**THE INPUT:**
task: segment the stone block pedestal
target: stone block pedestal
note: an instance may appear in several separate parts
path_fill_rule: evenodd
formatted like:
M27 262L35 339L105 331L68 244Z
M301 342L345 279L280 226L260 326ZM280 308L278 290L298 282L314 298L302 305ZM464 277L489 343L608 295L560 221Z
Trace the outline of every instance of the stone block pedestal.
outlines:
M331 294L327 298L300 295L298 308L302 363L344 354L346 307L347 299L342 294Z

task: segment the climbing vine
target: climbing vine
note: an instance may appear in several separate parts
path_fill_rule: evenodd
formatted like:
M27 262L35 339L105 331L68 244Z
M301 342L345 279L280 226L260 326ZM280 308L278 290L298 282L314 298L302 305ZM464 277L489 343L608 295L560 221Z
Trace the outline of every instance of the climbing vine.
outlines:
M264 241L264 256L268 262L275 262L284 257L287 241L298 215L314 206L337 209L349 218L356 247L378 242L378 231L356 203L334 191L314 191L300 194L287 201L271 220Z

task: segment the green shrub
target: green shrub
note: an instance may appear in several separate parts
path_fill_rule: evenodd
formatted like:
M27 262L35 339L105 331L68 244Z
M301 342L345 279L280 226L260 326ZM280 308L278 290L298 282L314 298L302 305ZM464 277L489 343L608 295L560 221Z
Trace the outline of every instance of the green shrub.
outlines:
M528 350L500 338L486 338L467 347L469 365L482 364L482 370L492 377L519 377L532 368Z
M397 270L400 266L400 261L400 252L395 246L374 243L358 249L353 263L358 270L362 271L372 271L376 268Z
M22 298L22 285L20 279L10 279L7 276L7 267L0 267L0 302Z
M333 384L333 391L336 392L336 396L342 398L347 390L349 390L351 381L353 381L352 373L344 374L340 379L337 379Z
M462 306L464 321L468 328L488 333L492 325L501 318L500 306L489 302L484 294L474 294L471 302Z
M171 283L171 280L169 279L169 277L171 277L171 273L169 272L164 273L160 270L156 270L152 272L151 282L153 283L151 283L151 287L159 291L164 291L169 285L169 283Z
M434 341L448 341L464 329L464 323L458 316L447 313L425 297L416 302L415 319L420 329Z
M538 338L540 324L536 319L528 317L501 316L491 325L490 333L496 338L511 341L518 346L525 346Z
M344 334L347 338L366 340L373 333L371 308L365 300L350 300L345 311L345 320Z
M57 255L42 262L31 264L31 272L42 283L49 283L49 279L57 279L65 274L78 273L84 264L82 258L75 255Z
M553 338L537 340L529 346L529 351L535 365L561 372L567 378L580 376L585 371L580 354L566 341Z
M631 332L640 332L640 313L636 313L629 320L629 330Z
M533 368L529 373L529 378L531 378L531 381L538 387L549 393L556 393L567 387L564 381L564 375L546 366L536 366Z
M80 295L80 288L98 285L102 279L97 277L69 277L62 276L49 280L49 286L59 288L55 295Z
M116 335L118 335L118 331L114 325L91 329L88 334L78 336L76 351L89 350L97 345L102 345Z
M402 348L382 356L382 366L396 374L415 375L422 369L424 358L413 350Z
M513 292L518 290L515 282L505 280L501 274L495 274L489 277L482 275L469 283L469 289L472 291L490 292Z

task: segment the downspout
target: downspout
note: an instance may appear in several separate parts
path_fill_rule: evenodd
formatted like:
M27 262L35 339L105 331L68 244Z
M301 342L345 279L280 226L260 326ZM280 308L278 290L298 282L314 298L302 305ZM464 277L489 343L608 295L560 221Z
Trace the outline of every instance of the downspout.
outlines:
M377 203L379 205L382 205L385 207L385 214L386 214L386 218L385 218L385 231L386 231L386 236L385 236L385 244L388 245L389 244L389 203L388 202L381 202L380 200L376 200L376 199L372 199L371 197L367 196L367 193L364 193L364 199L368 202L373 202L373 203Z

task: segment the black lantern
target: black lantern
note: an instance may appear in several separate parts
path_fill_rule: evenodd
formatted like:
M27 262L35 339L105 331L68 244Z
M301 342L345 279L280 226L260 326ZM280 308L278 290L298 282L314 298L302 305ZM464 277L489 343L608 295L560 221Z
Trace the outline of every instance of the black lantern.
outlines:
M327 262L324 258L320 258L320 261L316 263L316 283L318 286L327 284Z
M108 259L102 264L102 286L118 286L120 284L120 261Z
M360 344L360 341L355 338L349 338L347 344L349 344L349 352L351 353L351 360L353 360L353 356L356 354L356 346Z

**TASK GOAL:** Every line of the listing is to be returned unchanged.

**ANSWER TO THE EXERCISE:**
task: segment the stone block pedestal
target: stone block pedestal
note: an instance may appear in several separate parts
path_fill_rule: evenodd
formatted like:
M27 262L35 339L105 331L68 244Z
M301 342L345 279L280 226L260 326ZM280 308L278 290L298 282L314 298L302 305ZM464 277L489 343L608 295L560 221Z
Trace the outline of every instance of the stone block pedestal.
outlines:
M331 294L327 298L300 295L298 308L302 363L344 354L346 307L347 299L342 294Z

task: segment the climbing vine
target: climbing vine
note: an instance may appear in several separate parts
path_fill_rule: evenodd
formatted like:
M27 262L35 339L105 331L68 244Z
M301 342L345 279L280 226L260 326ZM280 308L278 290L298 282L314 298L302 305ZM464 277L489 343L608 295L560 221Z
Trace the outline of every instance of the climbing vine.
outlines:
M264 241L264 256L268 262L275 262L284 257L287 241L298 215L314 206L337 209L349 218L356 247L378 242L378 231L356 203L334 191L314 191L300 194L287 201L271 220Z

task: segment the green shrub
target: green shrub
note: an instance may appear in several separate parts
path_fill_rule: evenodd
formatted like:
M27 262L35 339L105 331L68 244Z
M301 342L345 279L280 226L260 326ZM280 308L278 290L298 282L314 298L302 305ZM464 277L489 343L608 295L560 221Z
Trace the outline of every instance of the green shrub.
outlines:
M528 350L500 338L486 338L467 347L469 365L482 364L482 370L492 377L519 377L532 368Z
M397 270L400 266L400 261L400 252L395 246L374 243L358 249L353 263L358 270L362 271L372 271L376 268Z
M22 298L22 285L20 279L10 279L7 276L7 267L0 267L0 302Z
M333 384L333 391L336 392L336 396L342 398L347 390L349 390L351 381L353 381L352 373L344 374L340 379L337 379Z
M462 306L464 321L468 328L488 333L492 325L501 318L500 306L489 302L484 294L474 294L471 302Z
M171 283L171 280L169 279L169 277L171 277L171 273L169 272L164 273L160 270L156 270L152 272L151 282L153 283L151 283L151 287L159 291L164 291L169 285L169 283Z
M434 341L448 341L464 329L464 323L458 316L447 313L425 297L416 302L415 319L420 329Z
M538 338L540 324L536 319L528 317L501 316L491 325L490 333L496 338L511 341L518 346L525 346Z
M344 334L347 338L366 340L373 333L371 308L365 300L350 300L345 311L345 320Z
M57 255L42 262L31 264L31 272L42 283L49 283L49 279L57 279L65 274L78 273L84 264L82 258L75 255Z
M553 338L537 340L529 346L529 351L535 365L561 372L567 378L580 376L585 371L580 354L566 341Z
M631 332L640 332L640 313L636 313L629 320L629 330Z
M533 368L529 373L529 378L531 378L531 381L538 387L549 393L556 393L567 387L564 381L564 375L546 366L536 366Z
M80 295L80 288L98 285L102 279L97 277L69 277L62 276L49 280L49 286L59 288L55 295Z
M116 335L118 335L118 331L114 325L91 329L88 334L78 336L76 351L89 350L97 345L102 345Z
M402 348L382 356L382 366L396 374L415 375L422 369L424 358L413 350Z
M513 292L518 290L515 282L505 280L501 274L495 274L489 277L482 275L469 283L469 289L472 291L490 292Z

task: segment the downspout
target: downspout
note: an instance may appear in several separate parts
path_fill_rule: evenodd
formatted like:
M27 262L35 339L105 331L68 244Z
M301 342L345 279L280 226L260 326ZM280 308L278 290L298 282L314 298L302 305ZM464 277L489 343L608 295L560 221Z
Trace the outline of every instance of the downspout.
outlines:
M377 203L379 205L382 205L385 207L385 214L386 214L386 218L385 218L385 231L386 231L386 236L385 236L385 244L388 245L389 244L389 203L388 202L381 202L380 200L376 200L376 199L372 199L371 197L367 196L367 193L364 193L364 199L368 202L373 202L373 203Z

task: segment the black lantern
target: black lantern
note: an instance may appear in several separate parts
path_fill_rule: evenodd
formatted like:
M27 262L35 339L105 331L68 244Z
M301 342L345 279L280 226L260 326ZM280 308L278 290L298 282L314 298L302 305ZM464 277L489 343L608 295L560 221Z
Trace the outline of every instance of the black lantern.
outlines:
M327 262L324 258L320 258L320 261L316 263L316 283L318 286L327 284Z
M108 259L102 264L102 286L118 286L120 284L120 261Z
M360 344L360 341L355 338L349 338L347 344L349 344L349 352L351 353L351 360L353 360L353 356L356 354L356 346Z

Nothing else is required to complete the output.